_REQUIRED TASKS_
1) Answer these from the discussion of Ted Honderich, one answer per line:
(a) What kind of marriage does the opening paragraph say Honderich enjoyed at least once?
(b) Which party does one commenter say "will be no different"?
(c) What one-word term ends the final comment?
2) Carry on the discussion of Ted Honderich from its final comment.

### PAGE TEXT

Ted Honderich took the “moral” out of “moral philosophy”. He may have had a strict and uncompromising view of morality, declaring: “You can be as amoral or internationally realist as you want, but it can’t save you from moral judgment.” Yet matters were different in his own world: he slept with his students, made repeated marital vows and enjoyed at least one “open marriage”.
We know at least one like that, don’t we children? The arena of the morality might be different but tax laws, tax morals, are for thee, not me, we know someone like that, right?
Ah, a right shit.
Leftists often assume that their personal behaviour is less important than their political ‘morality’.
Two-Tier Ted.
Theo
But of course your personal behaviour, political morality, and indeed every aspect of your life should be under their total control.
Two-Tier Ted
Exactly! TTK thinks he is a good (because socialist) person, so he can have double-standards and lie with impunity while rightists can’t because they are bad people.
TTK thinks
Does he?
Low cunning and a glib way of telling lies aren’t thinking. I don’t believe these people are capable of thinking, they lack the intellectual software to do it. Nobody who can think would do what the british-identified government does.
Steve
Your point is about words, not things. ‘Thinking’ can have several meanings. “Low cunning and a glib way of telling lies” is standard for politicians. (And Reform will be no different…)
“And Reform will be no different…”
Maybe not, but it’ll be fun sending all the current incumbents off to the Gulag.
Theo – no, we have enough words, and not enough thought, that’s the problem.
It requires net zero critical thinking skills to believe in Net Zero. Our politicians emit words that have no relation to physical reality. Duckspeak.

######
### SUPPLIED DATA

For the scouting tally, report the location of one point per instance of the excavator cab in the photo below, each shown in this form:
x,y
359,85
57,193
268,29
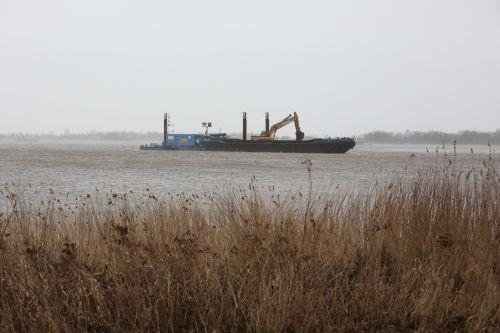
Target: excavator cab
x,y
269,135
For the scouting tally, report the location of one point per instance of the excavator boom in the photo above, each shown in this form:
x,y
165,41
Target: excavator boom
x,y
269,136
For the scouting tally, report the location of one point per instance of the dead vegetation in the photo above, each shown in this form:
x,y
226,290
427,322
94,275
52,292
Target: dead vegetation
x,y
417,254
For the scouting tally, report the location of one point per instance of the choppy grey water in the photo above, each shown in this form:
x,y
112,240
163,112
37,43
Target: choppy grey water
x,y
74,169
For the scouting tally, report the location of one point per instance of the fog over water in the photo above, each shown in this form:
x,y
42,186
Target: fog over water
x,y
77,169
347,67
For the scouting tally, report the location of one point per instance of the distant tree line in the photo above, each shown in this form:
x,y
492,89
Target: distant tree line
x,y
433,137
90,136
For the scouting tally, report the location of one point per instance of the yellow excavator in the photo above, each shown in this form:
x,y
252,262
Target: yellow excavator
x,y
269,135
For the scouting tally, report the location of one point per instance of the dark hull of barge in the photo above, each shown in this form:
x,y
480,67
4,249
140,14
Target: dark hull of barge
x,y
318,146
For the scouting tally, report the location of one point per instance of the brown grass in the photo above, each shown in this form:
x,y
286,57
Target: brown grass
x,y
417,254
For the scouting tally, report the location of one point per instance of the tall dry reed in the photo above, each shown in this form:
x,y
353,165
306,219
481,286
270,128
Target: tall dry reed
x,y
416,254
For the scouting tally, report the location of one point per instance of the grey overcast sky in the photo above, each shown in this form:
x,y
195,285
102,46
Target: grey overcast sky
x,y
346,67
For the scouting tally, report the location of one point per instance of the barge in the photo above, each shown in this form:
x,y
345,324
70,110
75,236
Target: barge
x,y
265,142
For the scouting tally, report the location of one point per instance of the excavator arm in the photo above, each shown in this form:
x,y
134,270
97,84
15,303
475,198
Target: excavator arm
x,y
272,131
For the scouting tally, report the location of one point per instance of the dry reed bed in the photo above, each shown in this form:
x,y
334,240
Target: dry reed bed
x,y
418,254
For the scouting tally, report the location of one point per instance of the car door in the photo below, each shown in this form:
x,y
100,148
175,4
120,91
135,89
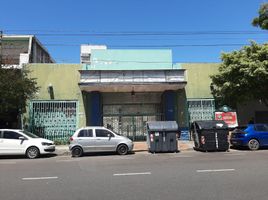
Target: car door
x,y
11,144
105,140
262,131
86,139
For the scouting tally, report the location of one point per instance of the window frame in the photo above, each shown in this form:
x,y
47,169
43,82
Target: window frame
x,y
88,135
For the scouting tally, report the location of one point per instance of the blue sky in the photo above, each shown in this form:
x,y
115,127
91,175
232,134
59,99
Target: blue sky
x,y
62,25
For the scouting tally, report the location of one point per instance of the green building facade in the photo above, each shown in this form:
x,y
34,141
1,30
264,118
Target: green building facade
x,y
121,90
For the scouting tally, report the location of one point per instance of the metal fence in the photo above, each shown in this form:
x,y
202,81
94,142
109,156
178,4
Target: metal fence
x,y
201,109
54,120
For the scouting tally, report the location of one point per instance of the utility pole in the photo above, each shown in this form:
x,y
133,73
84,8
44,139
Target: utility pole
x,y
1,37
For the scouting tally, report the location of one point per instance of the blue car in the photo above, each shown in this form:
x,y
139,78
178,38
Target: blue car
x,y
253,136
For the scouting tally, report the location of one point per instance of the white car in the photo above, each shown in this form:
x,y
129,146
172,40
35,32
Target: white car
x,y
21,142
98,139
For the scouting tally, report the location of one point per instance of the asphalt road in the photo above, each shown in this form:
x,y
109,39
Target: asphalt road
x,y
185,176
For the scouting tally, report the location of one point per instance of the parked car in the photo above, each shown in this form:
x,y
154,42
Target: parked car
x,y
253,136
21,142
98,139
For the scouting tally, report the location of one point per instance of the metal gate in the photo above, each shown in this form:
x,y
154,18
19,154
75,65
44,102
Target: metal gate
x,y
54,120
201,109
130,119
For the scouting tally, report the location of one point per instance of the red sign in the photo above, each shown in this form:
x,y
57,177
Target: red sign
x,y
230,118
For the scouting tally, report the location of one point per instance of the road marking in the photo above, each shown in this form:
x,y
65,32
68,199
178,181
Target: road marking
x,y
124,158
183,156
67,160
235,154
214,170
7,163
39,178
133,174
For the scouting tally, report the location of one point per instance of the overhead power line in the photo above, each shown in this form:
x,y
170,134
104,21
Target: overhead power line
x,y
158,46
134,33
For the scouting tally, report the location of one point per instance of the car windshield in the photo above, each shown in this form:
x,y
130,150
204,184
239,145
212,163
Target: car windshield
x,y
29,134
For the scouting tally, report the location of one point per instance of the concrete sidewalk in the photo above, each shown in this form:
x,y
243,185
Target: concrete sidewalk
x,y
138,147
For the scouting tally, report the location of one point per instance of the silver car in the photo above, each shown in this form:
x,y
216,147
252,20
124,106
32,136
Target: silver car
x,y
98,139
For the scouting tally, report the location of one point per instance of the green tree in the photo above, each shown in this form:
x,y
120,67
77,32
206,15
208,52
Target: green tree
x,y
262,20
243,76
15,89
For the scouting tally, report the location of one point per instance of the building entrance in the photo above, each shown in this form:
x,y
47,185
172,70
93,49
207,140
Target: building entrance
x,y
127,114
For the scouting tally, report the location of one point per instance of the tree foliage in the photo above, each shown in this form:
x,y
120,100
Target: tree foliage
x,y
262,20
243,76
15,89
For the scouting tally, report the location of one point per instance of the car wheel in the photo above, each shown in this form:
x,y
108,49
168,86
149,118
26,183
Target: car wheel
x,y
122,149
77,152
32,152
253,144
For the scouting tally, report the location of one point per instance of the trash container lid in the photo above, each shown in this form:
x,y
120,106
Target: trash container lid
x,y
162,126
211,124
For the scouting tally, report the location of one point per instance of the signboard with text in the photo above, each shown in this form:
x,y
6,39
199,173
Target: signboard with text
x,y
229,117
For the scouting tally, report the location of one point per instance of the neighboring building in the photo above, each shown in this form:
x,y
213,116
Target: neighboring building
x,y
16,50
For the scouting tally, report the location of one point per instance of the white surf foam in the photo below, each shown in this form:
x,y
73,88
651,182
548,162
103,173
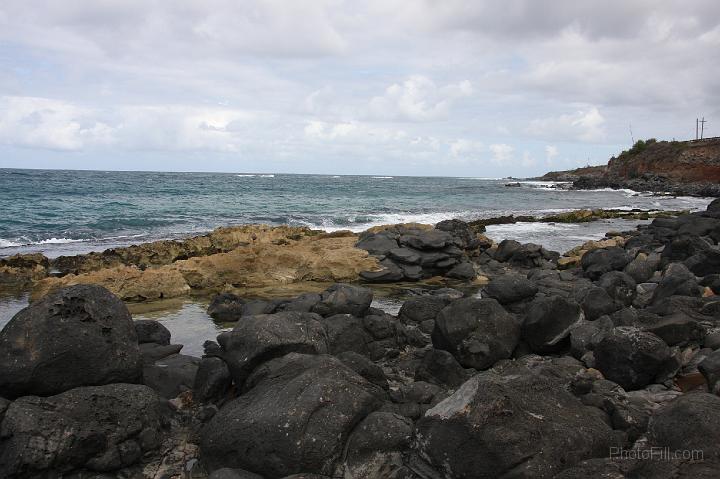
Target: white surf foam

######

_RESULTS OF THE EXERCISE_
1)
(a) An "open marriage"
(b) Reform
(c) Duckspeak

2)
“who rose … to hold the most prestigious philosophy chair in London”: Small earthquake in Chile; not many dead.
“I fell into two small affairs”: at least he owned up – will Two-Tier in his memoirs?
“Unable to make do on a professor’s salary and book royalties, he was reduced to living on handouts from his multimillionaire publisher brother.” It’s all right when WE do it.
“On matters of philosophy he was similarly textured.” A hit, a palpable hit.
‘[T]he British welfare state, which he described as “the moral glory of the 20th century”’: easier to believe if you have subsidies from a mutimillionaire brother.
What a lovely obit.
Talking of The Times, they may do lovely obits but they have a denialist writing their medical column. Consider:
“The pathologists found that about 1 in 30 white American and European men in their twenties in the studies already had cancerous changes in their prostates, rising to 1 in 15 among black African and Caribbean men. And in those in their sixties it rose to 1 in 3 … and 1 in 2 … respectively. The risk in Asian men was much lower at every age.”
He seems to be denying that race is a social construct. Will Two-Tier jail him?